- Exercise instructions -
1. Answer the following questions using the article below on separate beds.
(a) According to the newest research, what is the key to spicing up a love life?
(b) Which couple is said to live in adjoining houses?
(c) What does the article say better sleep is always good for?
2. List every celebrity named in the article below on separate beds.
3. In the article below on separate beds, copy the passage from "However, the newest" to "indeed, separate lives.".

- Selection -
We’re always being told some great new trick to improve our bedroom lives.
Eat this, do that, wake up early, wake up late, do Pilates, wear Glad wrap, wear heels in bed – the list goes on.
However, the newest research to come out of the world of intimate science is a tip of a very different kind. The key to spicing up your love life? Separate beds.
Don’t laugh – the science behind it is at least solid. Apparently romps are more satisfying, and ultimately more frequent, if you don’t share a bed with your significant other afterwards.
This actually makes sense, in a way.No coping with snoring, stealing covers, emissions in the night, disrupted sleep, nightmares – just your own bed?
It may feel adolescent, but scientists now allege that this is a very good way to keep your sex life as steamy as it was at the beginning of a relationship, where you did perhaps have separate beds – and, indeed, separate lives.
The idea of creeping into a lover’s bed, having a fling and then returning to your own bed may strike some people as eccentric, but it apparently heightens the excitement of the act, as it’s not a shared ‘ordinary’ space – the bed in which you thrash around, sweat, contemplate work or write your grant proposals. It’s all about the psychology.
Recalling the naughtiness of college hook-ups isn’t just a side-effect; it’s the ultimate aim. If you make love in a ‘new’ space every time, and then go back to your own bed, you’re reasserting your independence as sexual partners, and are able to get better sleep (which is always good for your libido).
Plus it has celebrity adherents. Monica Belluci and Vince Cassel have separate beds, and Helena Bonham Carter and her husband Tim Burton actually live in adjoining houses!

- Information given -
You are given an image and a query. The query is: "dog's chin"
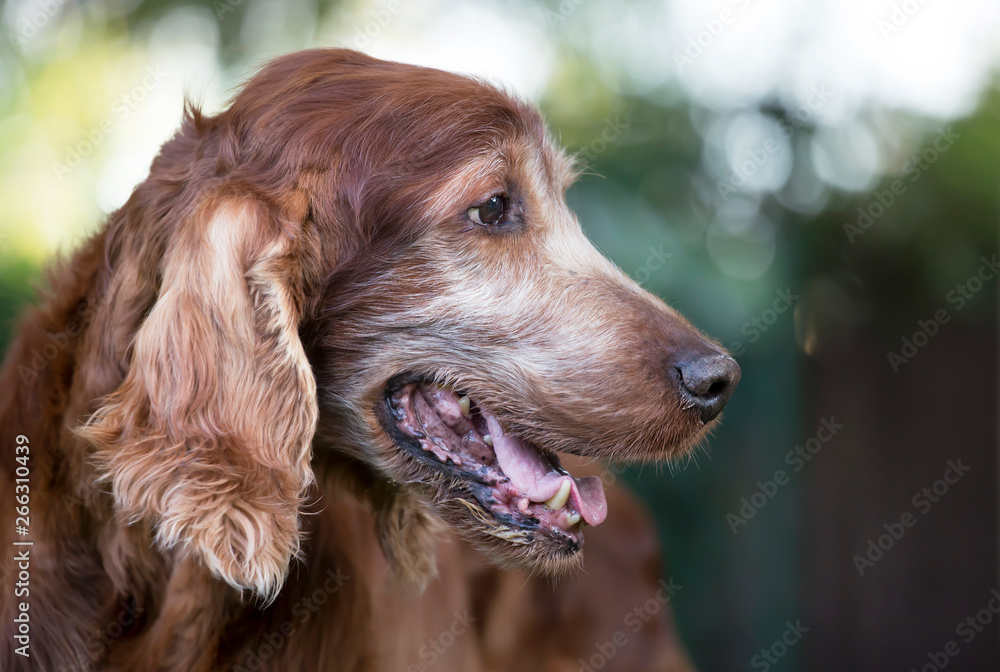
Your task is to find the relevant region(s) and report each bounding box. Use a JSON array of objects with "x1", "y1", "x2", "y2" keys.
[{"x1": 375, "y1": 374, "x2": 714, "y2": 574}]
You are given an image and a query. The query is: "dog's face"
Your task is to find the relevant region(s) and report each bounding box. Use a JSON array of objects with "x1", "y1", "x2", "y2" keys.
[
  {"x1": 292, "y1": 55, "x2": 739, "y2": 571},
  {"x1": 77, "y1": 50, "x2": 739, "y2": 597}
]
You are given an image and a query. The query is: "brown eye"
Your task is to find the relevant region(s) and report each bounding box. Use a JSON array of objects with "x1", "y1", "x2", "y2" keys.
[{"x1": 468, "y1": 194, "x2": 507, "y2": 226}]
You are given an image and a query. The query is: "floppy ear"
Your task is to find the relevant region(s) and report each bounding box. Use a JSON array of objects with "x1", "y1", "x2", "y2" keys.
[{"x1": 77, "y1": 196, "x2": 317, "y2": 599}]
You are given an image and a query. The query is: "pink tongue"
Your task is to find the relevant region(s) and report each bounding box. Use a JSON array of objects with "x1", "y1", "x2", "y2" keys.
[{"x1": 481, "y1": 411, "x2": 608, "y2": 525}]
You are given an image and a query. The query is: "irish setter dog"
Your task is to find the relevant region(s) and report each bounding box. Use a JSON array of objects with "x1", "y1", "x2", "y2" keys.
[{"x1": 0, "y1": 50, "x2": 739, "y2": 672}]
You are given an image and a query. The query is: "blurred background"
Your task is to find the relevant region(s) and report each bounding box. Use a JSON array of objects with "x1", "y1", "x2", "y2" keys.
[{"x1": 0, "y1": 0, "x2": 1000, "y2": 672}]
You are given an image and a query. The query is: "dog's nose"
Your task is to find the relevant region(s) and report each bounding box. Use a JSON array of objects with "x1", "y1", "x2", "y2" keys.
[{"x1": 677, "y1": 352, "x2": 742, "y2": 422}]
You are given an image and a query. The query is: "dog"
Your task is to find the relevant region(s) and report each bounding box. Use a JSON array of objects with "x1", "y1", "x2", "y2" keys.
[{"x1": 0, "y1": 49, "x2": 740, "y2": 672}]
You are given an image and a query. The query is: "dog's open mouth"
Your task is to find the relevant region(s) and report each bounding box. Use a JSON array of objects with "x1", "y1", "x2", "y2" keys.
[{"x1": 386, "y1": 380, "x2": 607, "y2": 550}]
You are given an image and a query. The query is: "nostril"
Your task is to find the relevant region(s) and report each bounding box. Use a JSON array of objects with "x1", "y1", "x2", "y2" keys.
[
  {"x1": 675, "y1": 352, "x2": 741, "y2": 422},
  {"x1": 708, "y1": 380, "x2": 726, "y2": 397}
]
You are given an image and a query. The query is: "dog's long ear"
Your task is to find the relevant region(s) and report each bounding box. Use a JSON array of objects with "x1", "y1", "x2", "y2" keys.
[{"x1": 78, "y1": 196, "x2": 317, "y2": 599}]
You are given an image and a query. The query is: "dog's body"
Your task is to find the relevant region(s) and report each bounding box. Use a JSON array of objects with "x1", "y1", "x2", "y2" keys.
[{"x1": 0, "y1": 50, "x2": 739, "y2": 671}]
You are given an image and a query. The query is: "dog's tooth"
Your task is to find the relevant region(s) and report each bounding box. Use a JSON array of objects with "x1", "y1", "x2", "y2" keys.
[{"x1": 545, "y1": 478, "x2": 572, "y2": 511}]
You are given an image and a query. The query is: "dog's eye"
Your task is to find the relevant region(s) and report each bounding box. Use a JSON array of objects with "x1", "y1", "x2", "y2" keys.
[{"x1": 468, "y1": 194, "x2": 507, "y2": 226}]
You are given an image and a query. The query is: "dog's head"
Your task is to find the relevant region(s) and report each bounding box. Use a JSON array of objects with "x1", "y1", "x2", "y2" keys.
[{"x1": 81, "y1": 50, "x2": 740, "y2": 593}]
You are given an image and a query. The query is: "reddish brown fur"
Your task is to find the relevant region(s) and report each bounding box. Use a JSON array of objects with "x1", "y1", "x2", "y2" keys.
[{"x1": 0, "y1": 50, "x2": 712, "y2": 671}]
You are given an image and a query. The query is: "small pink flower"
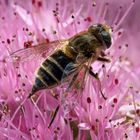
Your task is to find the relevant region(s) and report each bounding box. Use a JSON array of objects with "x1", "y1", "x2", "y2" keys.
[{"x1": 0, "y1": 0, "x2": 140, "y2": 140}]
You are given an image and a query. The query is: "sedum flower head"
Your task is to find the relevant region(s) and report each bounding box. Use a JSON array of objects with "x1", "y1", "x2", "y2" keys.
[{"x1": 0, "y1": 0, "x2": 140, "y2": 140}]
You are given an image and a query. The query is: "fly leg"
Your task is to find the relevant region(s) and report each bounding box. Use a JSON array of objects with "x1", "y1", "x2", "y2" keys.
[{"x1": 89, "y1": 67, "x2": 107, "y2": 100}]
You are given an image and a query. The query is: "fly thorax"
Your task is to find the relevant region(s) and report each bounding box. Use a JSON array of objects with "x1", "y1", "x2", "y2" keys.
[{"x1": 69, "y1": 34, "x2": 93, "y2": 57}]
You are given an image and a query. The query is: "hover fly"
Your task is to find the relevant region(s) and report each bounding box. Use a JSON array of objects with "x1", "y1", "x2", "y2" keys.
[{"x1": 11, "y1": 24, "x2": 111, "y2": 127}]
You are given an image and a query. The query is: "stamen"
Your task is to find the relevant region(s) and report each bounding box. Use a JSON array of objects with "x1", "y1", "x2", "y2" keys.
[{"x1": 114, "y1": 1, "x2": 135, "y2": 31}]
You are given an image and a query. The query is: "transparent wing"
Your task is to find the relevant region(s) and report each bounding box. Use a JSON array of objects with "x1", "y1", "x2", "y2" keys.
[{"x1": 9, "y1": 40, "x2": 68, "y2": 62}]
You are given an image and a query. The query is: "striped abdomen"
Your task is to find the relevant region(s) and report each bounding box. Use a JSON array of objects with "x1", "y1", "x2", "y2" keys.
[{"x1": 32, "y1": 50, "x2": 73, "y2": 94}]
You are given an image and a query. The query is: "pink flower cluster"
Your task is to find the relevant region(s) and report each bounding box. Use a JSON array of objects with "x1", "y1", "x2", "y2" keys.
[{"x1": 0, "y1": 0, "x2": 140, "y2": 140}]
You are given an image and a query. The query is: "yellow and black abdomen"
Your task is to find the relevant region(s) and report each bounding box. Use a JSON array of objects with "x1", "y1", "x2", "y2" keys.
[{"x1": 31, "y1": 50, "x2": 73, "y2": 94}]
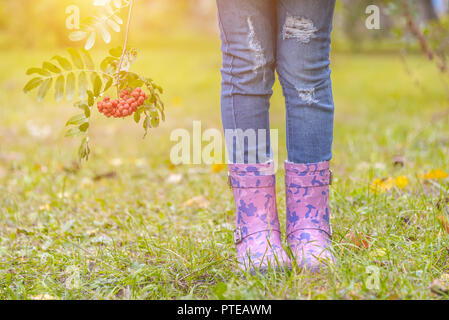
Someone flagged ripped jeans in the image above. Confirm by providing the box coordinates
[217,0,335,163]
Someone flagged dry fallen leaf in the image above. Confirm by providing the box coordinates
[393,155,405,167]
[184,196,209,208]
[370,178,395,194]
[438,215,449,234]
[211,164,226,173]
[394,176,408,189]
[345,230,371,249]
[419,169,449,180]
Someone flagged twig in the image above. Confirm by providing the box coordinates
[116,0,134,96]
[402,0,448,73]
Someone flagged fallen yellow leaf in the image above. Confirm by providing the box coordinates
[345,230,371,249]
[438,215,449,234]
[370,178,395,193]
[184,196,209,208]
[394,176,408,189]
[419,169,449,180]
[211,164,226,173]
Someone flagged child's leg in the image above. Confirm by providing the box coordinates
[217,0,276,163]
[277,0,335,271]
[217,0,288,272]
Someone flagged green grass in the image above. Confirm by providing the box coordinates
[0,38,449,299]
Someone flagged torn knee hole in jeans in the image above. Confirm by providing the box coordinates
[247,17,267,76]
[282,15,318,43]
[296,88,318,104]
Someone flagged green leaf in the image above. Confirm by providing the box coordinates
[87,90,95,107]
[96,22,111,43]
[55,75,65,102]
[78,72,89,99]
[26,68,51,76]
[64,127,83,137]
[84,31,97,50]
[81,50,95,70]
[75,101,90,114]
[23,77,43,93]
[42,61,61,73]
[69,30,87,42]
[67,48,84,69]
[78,137,90,161]
[109,47,123,58]
[65,72,76,101]
[92,73,103,97]
[52,55,72,71]
[78,122,89,132]
[106,19,120,32]
[112,15,123,24]
[37,78,53,102]
[150,110,160,128]
[100,57,119,73]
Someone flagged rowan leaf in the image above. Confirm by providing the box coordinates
[65,72,76,101]
[37,78,53,102]
[106,19,120,32]
[84,31,97,50]
[42,61,61,73]
[23,77,43,93]
[92,73,103,97]
[96,22,111,43]
[109,47,123,58]
[80,50,95,70]
[55,75,65,102]
[52,55,72,71]
[67,48,84,69]
[64,127,83,137]
[78,72,89,100]
[26,68,51,76]
[69,30,87,42]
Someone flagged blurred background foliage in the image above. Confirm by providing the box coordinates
[0,0,449,51]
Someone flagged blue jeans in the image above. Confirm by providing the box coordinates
[217,0,335,163]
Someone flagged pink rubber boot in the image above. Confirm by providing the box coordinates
[229,162,289,273]
[285,161,334,273]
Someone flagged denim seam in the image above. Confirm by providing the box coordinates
[217,2,237,163]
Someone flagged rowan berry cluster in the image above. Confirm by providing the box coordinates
[97,88,147,118]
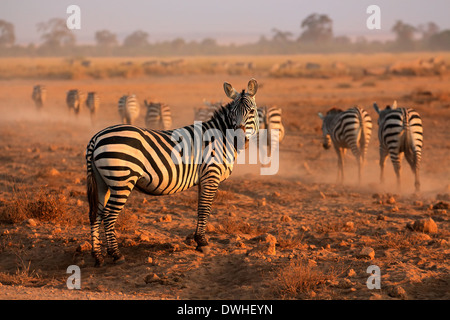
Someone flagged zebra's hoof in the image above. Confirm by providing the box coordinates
[195,246,211,254]
[94,256,105,268]
[113,254,125,264]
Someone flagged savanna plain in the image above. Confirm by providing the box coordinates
[0,53,450,300]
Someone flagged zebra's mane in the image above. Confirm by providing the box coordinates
[327,107,343,115]
[211,89,245,124]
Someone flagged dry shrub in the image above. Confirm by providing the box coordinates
[0,189,67,223]
[216,217,267,235]
[277,233,306,250]
[214,190,236,203]
[276,260,336,299]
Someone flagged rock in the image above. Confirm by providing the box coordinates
[413,200,423,207]
[156,214,172,222]
[433,201,450,210]
[25,219,37,227]
[144,273,161,284]
[77,241,92,252]
[386,196,395,204]
[280,215,292,222]
[48,168,61,177]
[407,218,438,233]
[247,233,277,255]
[358,247,375,260]
[343,221,355,231]
[139,233,150,242]
[387,286,408,299]
[347,269,356,277]
[338,278,355,289]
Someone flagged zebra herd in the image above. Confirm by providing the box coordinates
[32,79,423,266]
[319,101,423,192]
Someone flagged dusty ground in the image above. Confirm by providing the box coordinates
[0,60,450,299]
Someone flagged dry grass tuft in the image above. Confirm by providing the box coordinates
[0,189,72,223]
[276,260,336,299]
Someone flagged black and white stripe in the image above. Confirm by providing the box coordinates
[373,101,423,191]
[86,79,259,265]
[194,100,222,122]
[66,89,84,114]
[119,94,140,124]
[86,91,100,119]
[144,100,172,130]
[319,107,372,183]
[258,106,285,156]
[31,84,47,109]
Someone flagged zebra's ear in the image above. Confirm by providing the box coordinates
[247,78,258,97]
[223,82,238,100]
[373,102,380,114]
[392,100,397,109]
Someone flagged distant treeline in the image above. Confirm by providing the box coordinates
[0,13,450,57]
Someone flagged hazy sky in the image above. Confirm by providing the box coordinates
[0,0,450,43]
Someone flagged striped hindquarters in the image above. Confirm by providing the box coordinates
[266,106,284,142]
[145,101,172,130]
[119,94,140,124]
[86,92,100,114]
[378,108,423,164]
[66,89,83,114]
[31,84,47,108]
[330,107,372,159]
[194,101,222,122]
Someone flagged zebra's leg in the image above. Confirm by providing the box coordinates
[380,147,388,184]
[103,190,131,263]
[390,152,403,191]
[336,147,345,184]
[194,175,219,252]
[90,166,110,267]
[405,152,420,192]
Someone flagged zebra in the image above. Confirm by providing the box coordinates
[66,89,84,115]
[319,107,372,183]
[86,79,259,266]
[31,84,47,109]
[119,94,140,124]
[258,106,285,157]
[85,91,100,120]
[144,100,172,130]
[373,101,423,192]
[194,100,222,122]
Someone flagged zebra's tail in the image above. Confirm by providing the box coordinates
[86,139,98,225]
[358,107,371,163]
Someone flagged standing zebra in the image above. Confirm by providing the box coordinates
[31,84,47,109]
[66,89,84,115]
[258,106,284,156]
[86,92,100,121]
[373,101,423,192]
[319,107,372,183]
[86,79,259,265]
[119,94,140,124]
[144,100,172,130]
[194,100,222,122]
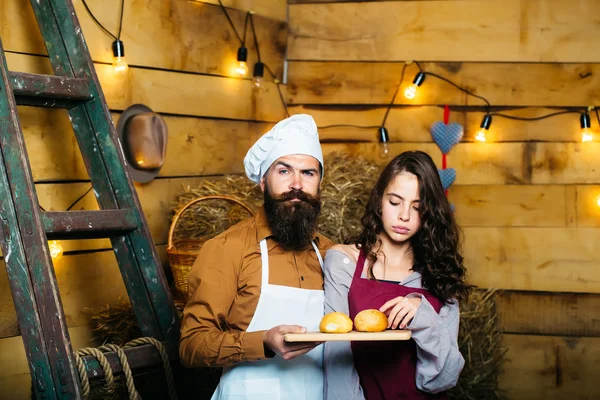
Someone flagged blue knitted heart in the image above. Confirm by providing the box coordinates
[438,168,456,190]
[430,122,464,154]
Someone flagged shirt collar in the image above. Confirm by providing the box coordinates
[254,206,320,247]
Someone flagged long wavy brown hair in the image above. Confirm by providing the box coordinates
[346,151,473,302]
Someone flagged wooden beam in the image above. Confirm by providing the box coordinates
[531,142,600,184]
[288,0,600,62]
[323,143,528,185]
[41,209,138,239]
[19,107,272,182]
[287,61,600,107]
[195,0,288,22]
[289,105,592,142]
[0,0,287,76]
[496,291,600,337]
[36,177,211,251]
[463,227,600,293]
[448,185,568,227]
[9,72,92,108]
[323,142,600,185]
[0,245,169,340]
[7,53,284,122]
[499,335,600,400]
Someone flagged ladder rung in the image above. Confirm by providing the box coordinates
[42,209,138,239]
[82,343,178,379]
[8,72,93,108]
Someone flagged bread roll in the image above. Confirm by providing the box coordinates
[319,312,352,333]
[354,309,388,332]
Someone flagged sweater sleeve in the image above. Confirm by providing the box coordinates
[408,293,465,393]
[323,249,364,400]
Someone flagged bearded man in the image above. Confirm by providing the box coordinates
[179,114,333,400]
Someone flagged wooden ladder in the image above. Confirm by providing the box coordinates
[0,0,179,399]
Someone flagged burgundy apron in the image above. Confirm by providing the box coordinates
[348,251,447,400]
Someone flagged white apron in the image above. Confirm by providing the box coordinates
[212,239,324,400]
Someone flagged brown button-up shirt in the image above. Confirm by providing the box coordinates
[179,209,333,367]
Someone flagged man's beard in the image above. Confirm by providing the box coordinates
[264,183,321,250]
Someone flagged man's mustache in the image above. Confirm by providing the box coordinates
[272,189,316,202]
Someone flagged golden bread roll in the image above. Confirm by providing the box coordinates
[319,312,352,333]
[354,310,388,332]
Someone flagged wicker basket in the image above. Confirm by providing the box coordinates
[167,196,254,299]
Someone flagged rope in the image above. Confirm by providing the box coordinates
[123,337,177,400]
[75,337,177,400]
[75,347,115,399]
[100,344,142,400]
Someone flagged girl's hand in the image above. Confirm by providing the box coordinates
[379,296,421,329]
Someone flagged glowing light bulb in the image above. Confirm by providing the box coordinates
[235,61,248,76]
[379,126,390,158]
[581,128,594,143]
[113,39,128,75]
[475,114,492,142]
[48,240,63,260]
[579,112,594,143]
[404,72,425,99]
[404,83,417,99]
[475,128,486,142]
[113,57,129,74]
[235,46,248,76]
[252,61,265,89]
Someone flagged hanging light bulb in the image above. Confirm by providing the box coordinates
[113,39,127,74]
[404,72,425,99]
[475,114,492,142]
[579,112,594,143]
[48,240,63,260]
[252,61,265,89]
[235,46,248,76]
[379,126,390,157]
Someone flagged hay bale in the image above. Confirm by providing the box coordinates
[94,154,505,400]
[173,153,382,243]
[448,289,506,400]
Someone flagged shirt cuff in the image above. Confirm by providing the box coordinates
[242,331,267,361]
[406,293,437,331]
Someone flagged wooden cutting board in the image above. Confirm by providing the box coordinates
[283,329,411,342]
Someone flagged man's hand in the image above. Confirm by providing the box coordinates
[263,325,321,360]
[379,296,421,329]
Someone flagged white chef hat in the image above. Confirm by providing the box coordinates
[244,114,323,183]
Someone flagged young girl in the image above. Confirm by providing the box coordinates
[324,151,471,400]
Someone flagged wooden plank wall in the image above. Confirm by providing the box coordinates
[287,0,600,399]
[0,0,288,399]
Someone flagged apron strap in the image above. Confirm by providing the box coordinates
[260,238,323,290]
[310,240,323,269]
[260,239,269,290]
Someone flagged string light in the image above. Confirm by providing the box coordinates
[48,240,63,260]
[579,112,594,143]
[113,39,128,74]
[81,0,128,75]
[235,46,248,76]
[252,62,265,88]
[475,114,492,142]
[379,126,390,156]
[404,72,425,99]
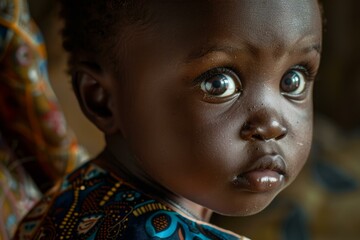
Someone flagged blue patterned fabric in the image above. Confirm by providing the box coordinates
[15,163,244,240]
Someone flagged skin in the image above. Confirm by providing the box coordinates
[75,0,322,220]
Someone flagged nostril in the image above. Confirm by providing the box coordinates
[251,134,265,140]
[275,128,287,140]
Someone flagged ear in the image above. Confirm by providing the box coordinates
[72,71,117,134]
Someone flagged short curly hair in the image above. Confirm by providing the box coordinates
[60,0,147,72]
[59,0,323,72]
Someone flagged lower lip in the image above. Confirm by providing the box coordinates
[234,170,285,193]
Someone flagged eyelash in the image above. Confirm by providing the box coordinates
[194,66,241,85]
[289,63,317,82]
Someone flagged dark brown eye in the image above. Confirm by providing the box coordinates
[280,70,306,95]
[200,70,240,98]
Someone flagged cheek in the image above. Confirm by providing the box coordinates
[284,104,313,178]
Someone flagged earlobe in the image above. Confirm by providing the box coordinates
[72,72,116,134]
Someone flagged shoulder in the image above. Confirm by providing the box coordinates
[15,163,248,240]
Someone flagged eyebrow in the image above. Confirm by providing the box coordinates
[186,43,322,62]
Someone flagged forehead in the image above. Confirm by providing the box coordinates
[143,0,322,53]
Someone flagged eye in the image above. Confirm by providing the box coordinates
[280,70,306,96]
[200,68,241,98]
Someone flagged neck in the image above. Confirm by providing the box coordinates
[94,134,212,222]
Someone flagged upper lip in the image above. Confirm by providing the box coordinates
[241,153,286,175]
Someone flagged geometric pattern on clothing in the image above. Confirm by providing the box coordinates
[14,162,245,240]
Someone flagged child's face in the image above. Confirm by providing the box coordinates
[109,0,322,215]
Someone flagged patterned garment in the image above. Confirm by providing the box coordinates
[14,162,246,240]
[0,0,86,240]
[0,0,85,187]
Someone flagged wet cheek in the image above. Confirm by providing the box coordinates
[284,108,313,178]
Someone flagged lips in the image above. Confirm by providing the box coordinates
[233,155,286,193]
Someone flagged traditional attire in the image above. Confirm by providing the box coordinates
[14,162,246,240]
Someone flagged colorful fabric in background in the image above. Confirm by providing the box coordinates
[0,0,87,239]
[14,163,246,240]
[0,137,41,240]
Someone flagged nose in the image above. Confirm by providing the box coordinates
[240,110,288,141]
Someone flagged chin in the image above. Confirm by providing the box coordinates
[213,190,278,217]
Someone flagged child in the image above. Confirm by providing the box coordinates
[15,0,322,239]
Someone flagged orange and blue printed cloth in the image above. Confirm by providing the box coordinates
[0,0,86,240]
[14,162,246,240]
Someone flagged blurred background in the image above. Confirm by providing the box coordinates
[3,0,360,240]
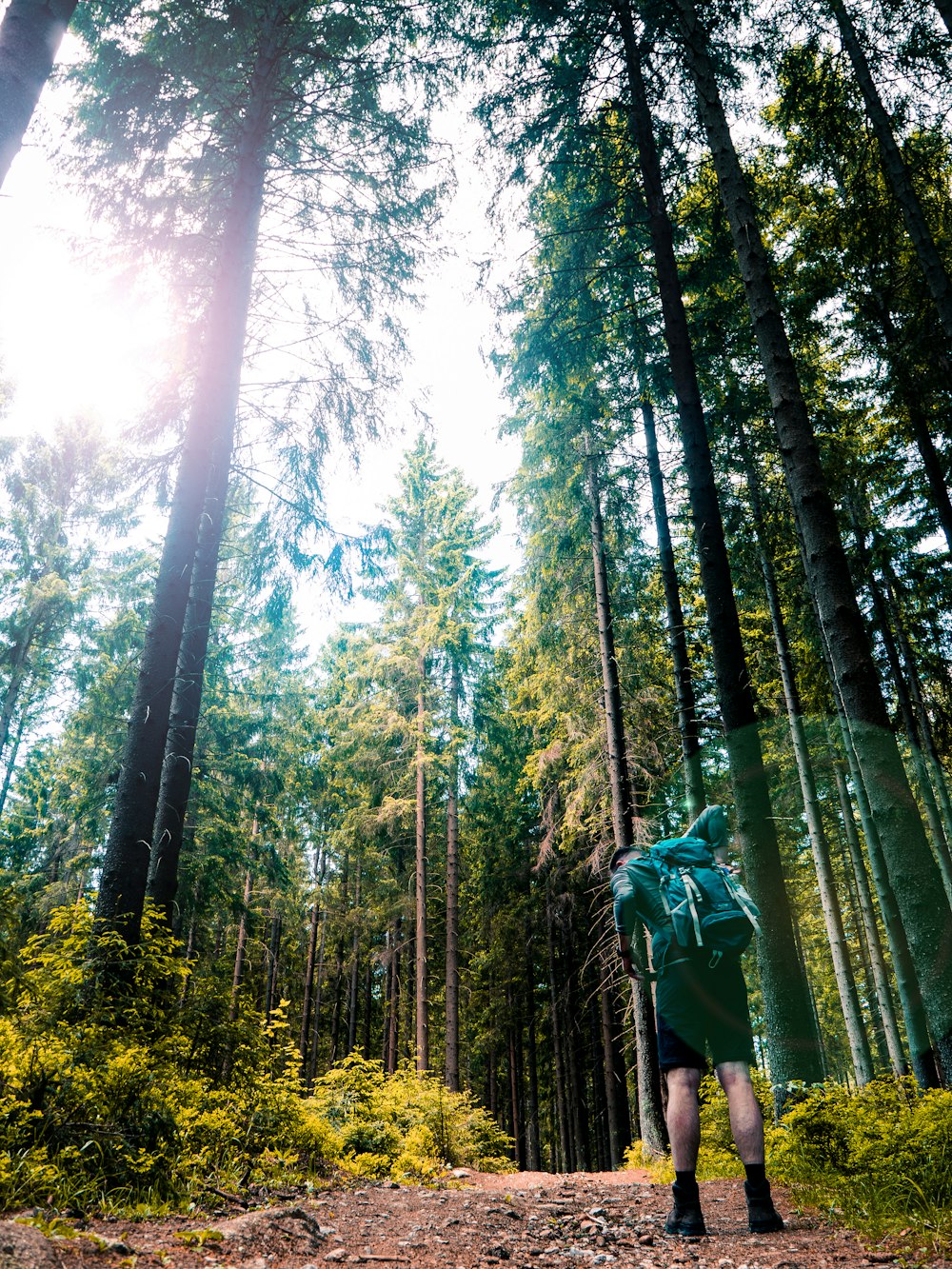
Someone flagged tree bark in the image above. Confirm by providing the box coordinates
[671,0,952,1071]
[446,659,462,1093]
[616,0,823,1100]
[148,434,231,925]
[297,889,321,1071]
[834,758,909,1075]
[736,422,873,1086]
[0,0,76,186]
[545,873,575,1173]
[827,0,952,349]
[95,11,286,954]
[526,954,542,1173]
[640,389,707,823]
[585,437,666,1155]
[415,653,430,1071]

- Outputs by task -
1.
(a) Separate beds.
(b) Helena Bonham Carter and her husband Tim Burton.
(c) Your libido.

2. Monica Belluci, Vince Cassel, Helena Bonham Carter, Tim Burton

3.
However, the newest research to come out of the world of intimate science is a tip of a very different kind. The key to spicing up your love life? Separate beds.
Don’t laugh – the science behind it is at least solid. Apparently romps are more satisfying, and ultimately more frequent, if you don’t share a bed with your significant other afterwards.
This actually makes sense, in a way.No coping with snoring, stealing covers, emissions in the night, disrupted sleep, nightmares – just your own bed?
It may feel adolescent, but scientists now allege that this is a very good way to keep your sex life as steamy as it was at the beginning of a relationship, where you did perhaps have separate beds – and, indeed, separate lives.